===== EXTRAIT =====

Juste quelques extraits, pour vous donner l'ambiance.
" Isacco regarda en l'air. Quelques marches plus haut, une femme s'était évanouie contre la balustrade. Un morveux pissait contre le mur. C'était un va et vient constant d'hommes et de femmes qui riaient, juraient, crachaient, se palpaient sous les vêtements. Les uns se disputaient, certains se battaient, d'autres s'embrassaient, d'autres encore se courraient après. Cris et odeurs formaient une seule et même cacophonie.
La petite fille attendait, impatience, au dessus d'une marche couverte de vomissures.
- Bon Dieu, dit Isacco, mais où sommes-nous?
Donnola rit: C'est le Castelletto, docteur. Le quartier des putains.
- Bon Dieu, répéta Isacco "
"Le capitaine et les gardes se campèrent à l'entrée du pont pour lui barrer le route.
Dans leur dos, du côté du Ghetto, on entendit la voix de Giudetta.
- Pose les mains sur la porte, disait-elle.

===== APERÇU DES DONNÉES =====

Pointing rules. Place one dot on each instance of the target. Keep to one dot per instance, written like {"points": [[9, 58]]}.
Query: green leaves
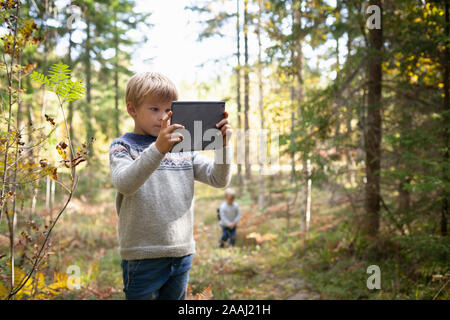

=====

▶ _CONSIGNES_:
a – D'après l'extrait, comment Donnola nomme-t-il l'endroit où ils se trouvent ?
b – Poursuivez l'extrait après sa dernière phrase.
Les données ne servent pas pour ce travail.

▶ _RÉPONSES ATTENDUES_:
a – Le Castelletto, le quartier des putains.

b –
Mercurio fixa Lanzafame et les deux gardes en haletant, le regard désespéré.
Alors, Lanzafame et les deux gardes, sans qu'il y ait besoin d'un ordre ou d'une parole, baissèrent les yeux et s'écartèrent.
Mercurio avança doucement. Il les dépassa d'un pas lent. Il atteignit la porte et posa les mains, paumes ouvertes, sur le bois de chêne.
- Je suis là, dit-il
- Je suis là dit Giudetta de l'autre côté de la porte. Et lentement, à son tour, elle posa les mains ouvertes sur le bois.
- Je te sens, dit Mercurio de l'autre côté.
-Je te sens, fit Giudetta en écho. "
"- Je vais le tuer, dit-il tout bas, d'une voix sombre.
Il entendit le vieux Zuan approcher.
- Ne te laisse pas prendre ton navire, lui dit-il
- C'est pour ça que je vais le tuer
- Ne le laisse pas te le prendre ... maintenant.
- Qu'est-ce que tu veux dire, vieil homme? demanda Mercurio, les yeux plissés comme deux fentes.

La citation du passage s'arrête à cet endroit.